▶ **Aim of the exercise**
Search the records for the string "door" and copy every line where it turns up.
• • • • •
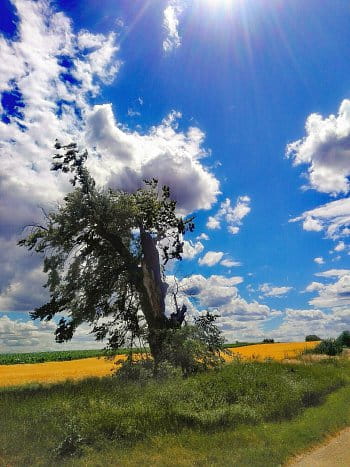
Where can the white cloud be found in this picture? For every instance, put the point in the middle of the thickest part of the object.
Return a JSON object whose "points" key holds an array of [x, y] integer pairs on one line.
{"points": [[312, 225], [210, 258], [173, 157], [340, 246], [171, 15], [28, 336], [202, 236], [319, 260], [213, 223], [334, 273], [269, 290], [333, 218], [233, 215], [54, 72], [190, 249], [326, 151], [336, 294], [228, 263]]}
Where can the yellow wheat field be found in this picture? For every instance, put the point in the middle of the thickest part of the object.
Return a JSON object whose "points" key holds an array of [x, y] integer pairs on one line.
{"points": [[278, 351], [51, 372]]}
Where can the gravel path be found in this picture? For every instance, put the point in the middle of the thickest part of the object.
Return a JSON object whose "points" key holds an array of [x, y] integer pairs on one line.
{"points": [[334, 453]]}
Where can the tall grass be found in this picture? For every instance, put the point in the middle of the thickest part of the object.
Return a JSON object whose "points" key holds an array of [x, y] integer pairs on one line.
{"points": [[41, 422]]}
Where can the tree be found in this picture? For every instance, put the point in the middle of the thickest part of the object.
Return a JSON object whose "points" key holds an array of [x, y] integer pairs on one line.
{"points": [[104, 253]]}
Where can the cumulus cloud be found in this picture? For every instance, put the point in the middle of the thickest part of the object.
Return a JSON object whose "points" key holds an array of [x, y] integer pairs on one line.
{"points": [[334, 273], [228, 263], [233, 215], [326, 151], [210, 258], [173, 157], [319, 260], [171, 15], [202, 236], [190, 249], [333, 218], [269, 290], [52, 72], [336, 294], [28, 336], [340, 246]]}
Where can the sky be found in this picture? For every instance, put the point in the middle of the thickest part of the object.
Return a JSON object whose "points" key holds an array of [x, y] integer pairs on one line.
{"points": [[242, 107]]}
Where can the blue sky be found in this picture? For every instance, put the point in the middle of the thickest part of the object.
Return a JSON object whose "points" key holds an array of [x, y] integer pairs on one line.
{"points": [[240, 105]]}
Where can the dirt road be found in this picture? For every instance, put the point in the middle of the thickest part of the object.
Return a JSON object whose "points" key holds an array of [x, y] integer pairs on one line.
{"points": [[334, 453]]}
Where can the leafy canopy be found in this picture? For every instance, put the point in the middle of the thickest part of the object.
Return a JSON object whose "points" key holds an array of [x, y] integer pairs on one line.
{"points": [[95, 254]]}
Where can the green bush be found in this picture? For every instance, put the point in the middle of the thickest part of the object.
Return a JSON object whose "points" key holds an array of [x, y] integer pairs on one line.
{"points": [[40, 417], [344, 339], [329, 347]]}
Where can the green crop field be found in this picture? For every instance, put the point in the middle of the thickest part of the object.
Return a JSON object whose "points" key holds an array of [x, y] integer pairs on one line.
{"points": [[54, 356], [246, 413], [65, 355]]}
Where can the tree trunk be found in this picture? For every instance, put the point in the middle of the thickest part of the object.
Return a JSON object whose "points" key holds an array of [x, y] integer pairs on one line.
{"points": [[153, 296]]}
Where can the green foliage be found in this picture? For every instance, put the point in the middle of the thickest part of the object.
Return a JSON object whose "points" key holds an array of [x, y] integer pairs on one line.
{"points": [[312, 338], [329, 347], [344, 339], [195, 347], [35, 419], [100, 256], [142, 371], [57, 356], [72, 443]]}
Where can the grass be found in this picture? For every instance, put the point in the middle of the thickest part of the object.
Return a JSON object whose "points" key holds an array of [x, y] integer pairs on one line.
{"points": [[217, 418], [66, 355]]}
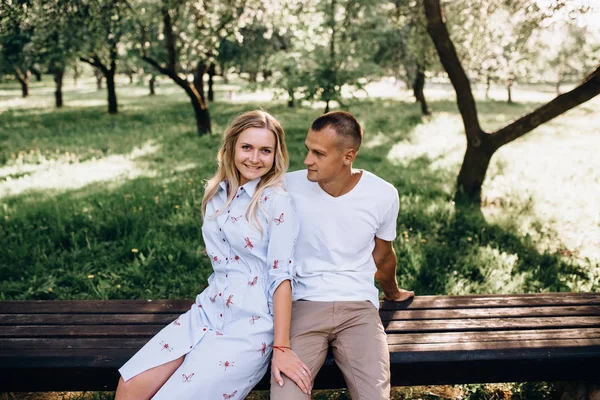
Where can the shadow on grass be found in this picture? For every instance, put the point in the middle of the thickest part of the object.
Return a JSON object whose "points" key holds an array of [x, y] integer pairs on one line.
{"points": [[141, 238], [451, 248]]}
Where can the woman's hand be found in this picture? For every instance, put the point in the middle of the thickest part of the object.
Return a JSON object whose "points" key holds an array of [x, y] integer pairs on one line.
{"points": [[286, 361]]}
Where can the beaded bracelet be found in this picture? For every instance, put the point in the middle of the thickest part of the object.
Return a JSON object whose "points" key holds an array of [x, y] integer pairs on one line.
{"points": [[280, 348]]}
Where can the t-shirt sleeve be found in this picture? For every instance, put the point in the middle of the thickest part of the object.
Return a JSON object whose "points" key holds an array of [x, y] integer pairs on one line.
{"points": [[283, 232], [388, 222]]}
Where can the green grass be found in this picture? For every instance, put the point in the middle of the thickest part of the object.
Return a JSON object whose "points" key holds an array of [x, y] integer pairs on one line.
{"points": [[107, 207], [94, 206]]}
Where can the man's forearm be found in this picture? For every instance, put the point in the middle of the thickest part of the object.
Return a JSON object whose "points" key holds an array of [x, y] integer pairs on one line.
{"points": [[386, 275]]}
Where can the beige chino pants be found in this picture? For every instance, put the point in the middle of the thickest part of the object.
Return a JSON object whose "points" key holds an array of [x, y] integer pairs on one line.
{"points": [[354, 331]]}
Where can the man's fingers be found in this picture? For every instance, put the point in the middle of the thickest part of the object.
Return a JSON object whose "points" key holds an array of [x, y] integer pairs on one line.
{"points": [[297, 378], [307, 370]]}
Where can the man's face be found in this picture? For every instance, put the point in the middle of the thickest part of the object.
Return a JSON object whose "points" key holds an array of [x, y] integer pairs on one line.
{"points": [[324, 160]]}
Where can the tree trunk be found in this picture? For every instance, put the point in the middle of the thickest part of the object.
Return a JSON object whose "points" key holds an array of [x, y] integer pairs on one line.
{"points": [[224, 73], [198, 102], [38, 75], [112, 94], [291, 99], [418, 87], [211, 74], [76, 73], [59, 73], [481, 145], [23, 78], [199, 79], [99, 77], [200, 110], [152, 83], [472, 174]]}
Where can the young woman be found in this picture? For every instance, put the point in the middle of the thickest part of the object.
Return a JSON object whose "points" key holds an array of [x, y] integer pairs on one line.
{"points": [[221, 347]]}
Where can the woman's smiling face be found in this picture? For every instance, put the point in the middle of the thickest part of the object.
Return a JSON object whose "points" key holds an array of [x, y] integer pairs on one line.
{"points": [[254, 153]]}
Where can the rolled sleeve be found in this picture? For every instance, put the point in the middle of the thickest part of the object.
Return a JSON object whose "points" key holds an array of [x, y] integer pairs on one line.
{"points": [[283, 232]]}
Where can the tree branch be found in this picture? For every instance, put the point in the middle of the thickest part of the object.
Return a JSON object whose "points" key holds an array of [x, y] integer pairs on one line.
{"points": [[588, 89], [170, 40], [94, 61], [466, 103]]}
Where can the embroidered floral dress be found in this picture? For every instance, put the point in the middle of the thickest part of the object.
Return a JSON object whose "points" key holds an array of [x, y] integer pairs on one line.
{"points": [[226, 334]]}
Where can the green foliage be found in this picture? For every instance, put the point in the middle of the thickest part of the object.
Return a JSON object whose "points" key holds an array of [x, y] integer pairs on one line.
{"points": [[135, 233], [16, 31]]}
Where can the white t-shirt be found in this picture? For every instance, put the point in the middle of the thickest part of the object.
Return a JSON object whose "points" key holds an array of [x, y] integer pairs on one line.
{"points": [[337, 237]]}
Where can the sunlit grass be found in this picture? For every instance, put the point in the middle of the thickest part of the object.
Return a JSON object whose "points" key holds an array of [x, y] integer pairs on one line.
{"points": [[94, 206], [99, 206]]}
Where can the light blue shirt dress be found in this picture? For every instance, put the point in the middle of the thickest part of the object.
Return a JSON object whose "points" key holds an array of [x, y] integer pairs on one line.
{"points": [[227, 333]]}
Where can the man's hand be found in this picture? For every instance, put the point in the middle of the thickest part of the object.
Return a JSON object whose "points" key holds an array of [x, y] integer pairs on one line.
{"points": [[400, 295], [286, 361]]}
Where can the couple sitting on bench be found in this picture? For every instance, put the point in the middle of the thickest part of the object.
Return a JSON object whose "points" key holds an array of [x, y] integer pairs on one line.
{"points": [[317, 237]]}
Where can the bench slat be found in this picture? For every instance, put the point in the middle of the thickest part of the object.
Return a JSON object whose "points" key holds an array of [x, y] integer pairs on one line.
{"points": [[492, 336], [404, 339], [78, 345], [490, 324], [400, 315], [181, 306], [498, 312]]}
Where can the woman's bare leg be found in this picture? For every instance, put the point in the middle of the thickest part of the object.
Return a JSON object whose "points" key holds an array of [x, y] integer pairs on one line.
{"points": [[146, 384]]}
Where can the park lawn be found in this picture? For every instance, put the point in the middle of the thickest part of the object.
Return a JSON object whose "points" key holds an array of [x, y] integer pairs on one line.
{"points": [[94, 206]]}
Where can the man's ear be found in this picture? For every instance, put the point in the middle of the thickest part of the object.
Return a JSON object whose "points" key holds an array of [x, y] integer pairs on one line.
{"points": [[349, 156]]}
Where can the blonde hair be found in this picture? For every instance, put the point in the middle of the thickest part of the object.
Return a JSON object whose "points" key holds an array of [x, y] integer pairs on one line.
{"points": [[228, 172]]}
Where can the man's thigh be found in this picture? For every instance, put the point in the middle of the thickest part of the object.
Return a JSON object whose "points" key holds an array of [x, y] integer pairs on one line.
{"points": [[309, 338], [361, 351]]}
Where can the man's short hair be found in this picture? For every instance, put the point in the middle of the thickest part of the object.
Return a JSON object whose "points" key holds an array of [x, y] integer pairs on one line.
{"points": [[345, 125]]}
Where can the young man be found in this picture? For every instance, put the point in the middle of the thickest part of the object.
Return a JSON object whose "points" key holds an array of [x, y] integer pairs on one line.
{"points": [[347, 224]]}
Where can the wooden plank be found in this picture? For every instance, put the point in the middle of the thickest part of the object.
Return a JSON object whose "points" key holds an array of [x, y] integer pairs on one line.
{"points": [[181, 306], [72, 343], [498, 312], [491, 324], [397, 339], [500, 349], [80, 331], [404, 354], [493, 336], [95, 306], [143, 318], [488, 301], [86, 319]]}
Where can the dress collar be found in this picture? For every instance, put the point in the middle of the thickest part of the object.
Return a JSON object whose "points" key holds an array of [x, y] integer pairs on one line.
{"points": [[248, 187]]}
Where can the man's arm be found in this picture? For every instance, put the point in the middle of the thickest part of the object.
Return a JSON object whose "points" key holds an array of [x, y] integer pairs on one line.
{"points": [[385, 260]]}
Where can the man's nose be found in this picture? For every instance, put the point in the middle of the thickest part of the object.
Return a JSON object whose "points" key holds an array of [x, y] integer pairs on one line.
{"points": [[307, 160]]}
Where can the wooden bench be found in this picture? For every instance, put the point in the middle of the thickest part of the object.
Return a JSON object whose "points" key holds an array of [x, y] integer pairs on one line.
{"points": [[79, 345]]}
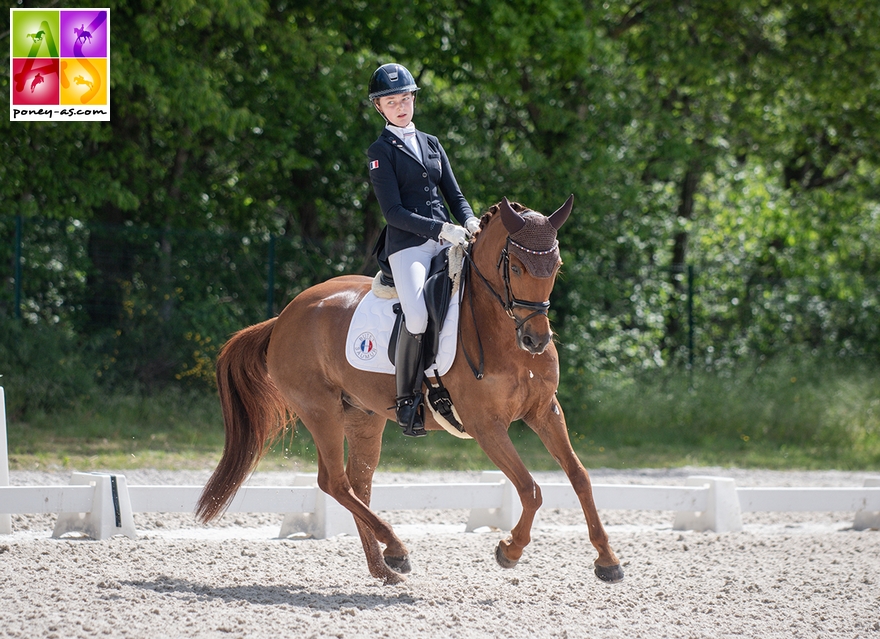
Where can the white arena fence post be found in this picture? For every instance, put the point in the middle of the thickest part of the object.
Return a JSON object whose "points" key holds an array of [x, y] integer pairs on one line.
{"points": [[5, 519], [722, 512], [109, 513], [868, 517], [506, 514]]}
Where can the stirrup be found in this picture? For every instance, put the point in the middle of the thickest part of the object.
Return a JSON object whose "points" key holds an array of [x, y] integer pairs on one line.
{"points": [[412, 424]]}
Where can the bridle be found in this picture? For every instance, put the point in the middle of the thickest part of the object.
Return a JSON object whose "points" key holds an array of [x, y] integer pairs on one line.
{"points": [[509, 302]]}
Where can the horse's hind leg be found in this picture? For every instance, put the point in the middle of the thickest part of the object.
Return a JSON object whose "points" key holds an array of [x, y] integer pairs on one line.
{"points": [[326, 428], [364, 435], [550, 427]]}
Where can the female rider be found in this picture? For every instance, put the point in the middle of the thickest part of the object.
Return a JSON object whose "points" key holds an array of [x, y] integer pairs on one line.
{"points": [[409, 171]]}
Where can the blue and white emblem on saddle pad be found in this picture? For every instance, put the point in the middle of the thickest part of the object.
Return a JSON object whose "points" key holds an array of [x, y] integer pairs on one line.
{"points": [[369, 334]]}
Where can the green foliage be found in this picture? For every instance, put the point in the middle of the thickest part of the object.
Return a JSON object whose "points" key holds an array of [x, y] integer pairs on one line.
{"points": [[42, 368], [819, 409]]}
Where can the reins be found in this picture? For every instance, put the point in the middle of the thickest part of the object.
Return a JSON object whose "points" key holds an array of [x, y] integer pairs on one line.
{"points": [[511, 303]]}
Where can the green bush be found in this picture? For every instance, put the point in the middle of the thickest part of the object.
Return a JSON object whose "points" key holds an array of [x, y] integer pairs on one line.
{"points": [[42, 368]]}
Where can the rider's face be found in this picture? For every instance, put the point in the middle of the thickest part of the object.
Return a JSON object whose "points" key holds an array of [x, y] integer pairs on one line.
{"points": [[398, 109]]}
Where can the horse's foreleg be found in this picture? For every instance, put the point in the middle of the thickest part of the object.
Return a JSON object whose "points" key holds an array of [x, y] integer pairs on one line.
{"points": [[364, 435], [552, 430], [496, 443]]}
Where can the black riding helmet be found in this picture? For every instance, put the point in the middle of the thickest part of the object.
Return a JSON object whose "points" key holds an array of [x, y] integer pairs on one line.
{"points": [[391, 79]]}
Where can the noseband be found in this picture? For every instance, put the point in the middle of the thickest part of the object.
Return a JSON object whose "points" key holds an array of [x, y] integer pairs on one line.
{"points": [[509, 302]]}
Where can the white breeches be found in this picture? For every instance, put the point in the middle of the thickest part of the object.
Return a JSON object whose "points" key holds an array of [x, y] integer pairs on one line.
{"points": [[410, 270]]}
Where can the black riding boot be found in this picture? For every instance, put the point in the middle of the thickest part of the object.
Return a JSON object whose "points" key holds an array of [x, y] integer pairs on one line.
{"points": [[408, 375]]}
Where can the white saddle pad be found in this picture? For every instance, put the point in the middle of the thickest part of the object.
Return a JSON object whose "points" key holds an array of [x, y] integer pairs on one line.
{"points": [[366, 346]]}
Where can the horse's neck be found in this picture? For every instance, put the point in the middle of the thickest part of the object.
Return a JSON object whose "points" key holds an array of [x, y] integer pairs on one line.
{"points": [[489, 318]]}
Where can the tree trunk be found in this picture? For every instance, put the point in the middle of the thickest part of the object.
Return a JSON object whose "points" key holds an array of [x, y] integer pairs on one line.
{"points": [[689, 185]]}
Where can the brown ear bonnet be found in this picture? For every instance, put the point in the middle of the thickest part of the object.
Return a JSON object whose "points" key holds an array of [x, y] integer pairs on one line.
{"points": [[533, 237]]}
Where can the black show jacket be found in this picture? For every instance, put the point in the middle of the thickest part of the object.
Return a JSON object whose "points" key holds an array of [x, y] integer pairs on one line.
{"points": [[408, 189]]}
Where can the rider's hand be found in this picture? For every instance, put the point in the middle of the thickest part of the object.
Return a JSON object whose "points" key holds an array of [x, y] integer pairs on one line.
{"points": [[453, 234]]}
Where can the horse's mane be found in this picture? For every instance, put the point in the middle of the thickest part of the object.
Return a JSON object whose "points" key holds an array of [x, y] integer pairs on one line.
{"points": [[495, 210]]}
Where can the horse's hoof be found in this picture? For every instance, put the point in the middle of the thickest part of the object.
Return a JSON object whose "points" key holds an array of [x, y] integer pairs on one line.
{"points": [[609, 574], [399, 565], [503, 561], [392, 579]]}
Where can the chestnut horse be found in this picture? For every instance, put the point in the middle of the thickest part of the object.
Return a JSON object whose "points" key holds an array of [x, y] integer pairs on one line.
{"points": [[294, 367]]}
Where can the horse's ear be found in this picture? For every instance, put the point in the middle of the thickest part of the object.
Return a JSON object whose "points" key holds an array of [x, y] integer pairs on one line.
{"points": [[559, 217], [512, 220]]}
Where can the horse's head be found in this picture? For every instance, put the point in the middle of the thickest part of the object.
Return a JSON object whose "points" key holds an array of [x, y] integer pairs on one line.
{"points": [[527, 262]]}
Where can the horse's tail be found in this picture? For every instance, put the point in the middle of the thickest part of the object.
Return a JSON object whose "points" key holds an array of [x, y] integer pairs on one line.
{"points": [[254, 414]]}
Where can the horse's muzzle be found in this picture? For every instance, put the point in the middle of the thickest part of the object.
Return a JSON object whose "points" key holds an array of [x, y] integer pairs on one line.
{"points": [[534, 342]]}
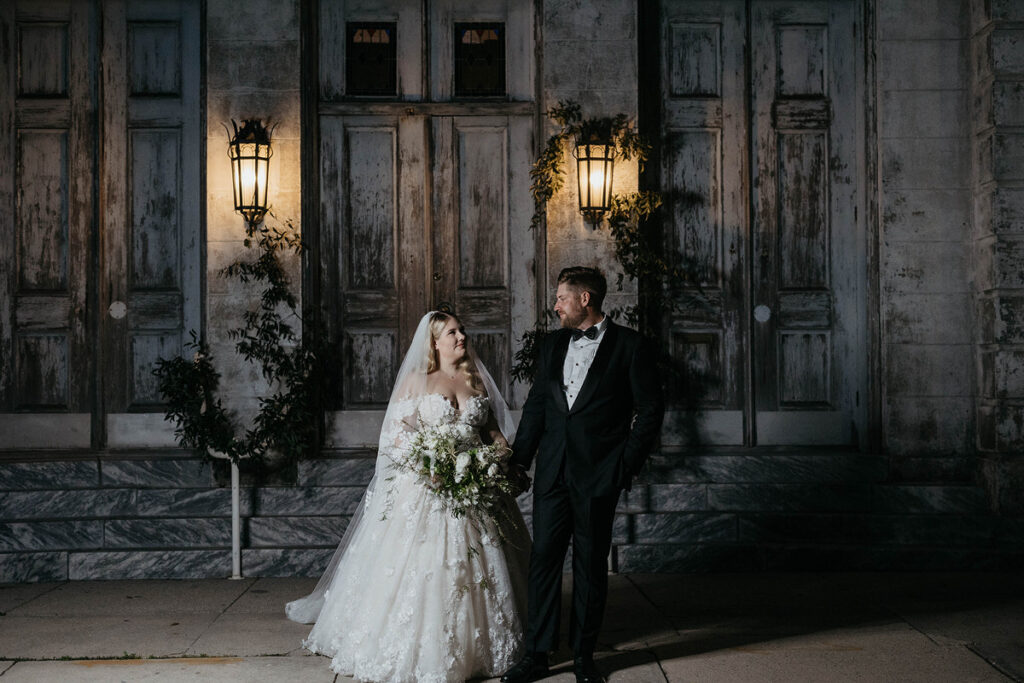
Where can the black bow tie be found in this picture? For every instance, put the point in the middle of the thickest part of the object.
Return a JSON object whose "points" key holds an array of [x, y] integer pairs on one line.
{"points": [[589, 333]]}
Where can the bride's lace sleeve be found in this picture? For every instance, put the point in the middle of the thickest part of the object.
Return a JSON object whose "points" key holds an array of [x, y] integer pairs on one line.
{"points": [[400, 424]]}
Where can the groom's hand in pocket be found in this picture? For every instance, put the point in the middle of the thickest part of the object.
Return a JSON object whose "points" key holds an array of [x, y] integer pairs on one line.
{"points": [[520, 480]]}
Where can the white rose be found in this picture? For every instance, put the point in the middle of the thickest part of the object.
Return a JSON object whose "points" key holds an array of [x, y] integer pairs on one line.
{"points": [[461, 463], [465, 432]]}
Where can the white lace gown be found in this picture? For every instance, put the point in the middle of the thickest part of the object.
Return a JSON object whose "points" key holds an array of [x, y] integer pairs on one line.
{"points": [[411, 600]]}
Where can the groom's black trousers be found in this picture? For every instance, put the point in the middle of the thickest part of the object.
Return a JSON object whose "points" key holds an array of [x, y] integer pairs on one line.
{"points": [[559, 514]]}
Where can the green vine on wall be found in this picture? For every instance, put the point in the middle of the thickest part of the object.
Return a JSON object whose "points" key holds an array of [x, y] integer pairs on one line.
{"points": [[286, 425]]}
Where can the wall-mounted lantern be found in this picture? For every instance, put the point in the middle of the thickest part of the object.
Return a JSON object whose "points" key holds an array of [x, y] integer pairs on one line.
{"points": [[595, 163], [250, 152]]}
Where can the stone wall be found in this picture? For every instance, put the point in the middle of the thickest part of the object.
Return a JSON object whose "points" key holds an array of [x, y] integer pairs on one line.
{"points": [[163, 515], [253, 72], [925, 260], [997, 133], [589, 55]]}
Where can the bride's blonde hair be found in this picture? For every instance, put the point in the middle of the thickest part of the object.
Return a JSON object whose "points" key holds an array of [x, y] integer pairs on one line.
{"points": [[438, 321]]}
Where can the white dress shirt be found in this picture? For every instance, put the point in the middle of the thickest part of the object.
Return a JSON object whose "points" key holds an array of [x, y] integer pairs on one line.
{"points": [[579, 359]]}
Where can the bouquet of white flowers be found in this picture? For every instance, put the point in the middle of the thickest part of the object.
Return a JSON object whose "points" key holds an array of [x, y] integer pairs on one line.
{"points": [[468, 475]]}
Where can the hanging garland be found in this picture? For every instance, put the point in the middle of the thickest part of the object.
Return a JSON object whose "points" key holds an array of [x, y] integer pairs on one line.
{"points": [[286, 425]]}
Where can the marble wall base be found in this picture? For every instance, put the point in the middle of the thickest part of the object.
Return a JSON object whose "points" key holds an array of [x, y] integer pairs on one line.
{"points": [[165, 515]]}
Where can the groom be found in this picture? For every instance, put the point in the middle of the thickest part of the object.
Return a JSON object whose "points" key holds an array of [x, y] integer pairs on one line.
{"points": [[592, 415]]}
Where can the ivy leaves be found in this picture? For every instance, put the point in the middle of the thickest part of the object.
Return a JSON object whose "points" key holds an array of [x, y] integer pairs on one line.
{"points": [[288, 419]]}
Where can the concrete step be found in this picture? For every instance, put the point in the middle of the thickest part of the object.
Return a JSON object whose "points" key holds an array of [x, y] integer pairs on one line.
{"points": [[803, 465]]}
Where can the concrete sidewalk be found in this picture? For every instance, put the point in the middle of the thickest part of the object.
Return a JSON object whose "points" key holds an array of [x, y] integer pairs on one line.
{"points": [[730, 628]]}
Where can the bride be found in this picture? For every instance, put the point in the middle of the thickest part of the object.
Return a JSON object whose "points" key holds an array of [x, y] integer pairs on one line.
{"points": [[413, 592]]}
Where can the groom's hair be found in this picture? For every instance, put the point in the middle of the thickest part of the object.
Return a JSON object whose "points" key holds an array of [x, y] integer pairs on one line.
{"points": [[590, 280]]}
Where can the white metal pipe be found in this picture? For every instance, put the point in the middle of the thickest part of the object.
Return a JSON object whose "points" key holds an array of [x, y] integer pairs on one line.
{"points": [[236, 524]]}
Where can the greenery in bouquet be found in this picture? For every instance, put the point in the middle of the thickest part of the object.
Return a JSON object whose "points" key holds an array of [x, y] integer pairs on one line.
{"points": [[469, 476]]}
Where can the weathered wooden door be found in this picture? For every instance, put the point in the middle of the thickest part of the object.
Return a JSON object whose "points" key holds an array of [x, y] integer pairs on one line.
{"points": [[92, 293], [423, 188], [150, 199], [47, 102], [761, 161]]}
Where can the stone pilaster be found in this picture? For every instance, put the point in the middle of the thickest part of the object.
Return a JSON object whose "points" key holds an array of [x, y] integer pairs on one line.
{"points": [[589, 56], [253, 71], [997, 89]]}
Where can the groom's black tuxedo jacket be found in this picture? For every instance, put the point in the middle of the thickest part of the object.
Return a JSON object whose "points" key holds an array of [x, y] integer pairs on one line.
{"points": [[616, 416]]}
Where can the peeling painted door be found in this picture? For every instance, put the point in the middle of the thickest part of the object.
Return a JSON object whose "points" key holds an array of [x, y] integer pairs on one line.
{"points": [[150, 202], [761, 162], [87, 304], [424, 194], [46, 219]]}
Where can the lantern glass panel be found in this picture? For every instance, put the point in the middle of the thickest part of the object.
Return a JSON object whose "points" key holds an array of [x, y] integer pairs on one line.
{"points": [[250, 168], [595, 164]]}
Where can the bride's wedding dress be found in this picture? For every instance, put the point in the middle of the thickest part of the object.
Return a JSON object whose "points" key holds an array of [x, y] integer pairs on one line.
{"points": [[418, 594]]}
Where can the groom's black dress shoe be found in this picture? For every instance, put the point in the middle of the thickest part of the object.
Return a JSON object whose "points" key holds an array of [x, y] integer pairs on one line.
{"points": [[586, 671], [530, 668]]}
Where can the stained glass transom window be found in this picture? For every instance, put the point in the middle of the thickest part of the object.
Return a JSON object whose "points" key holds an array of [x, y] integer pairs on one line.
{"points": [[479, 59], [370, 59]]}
• • • • •
▶ **Exercise solution**
Where can the weathered wooden door be found in this picture? For every instance, put the point in the middle of the thickest part of the object.
Where can the peeling painted door be found in this picture? For every instance, put the point in the middle of the thickest part of the object.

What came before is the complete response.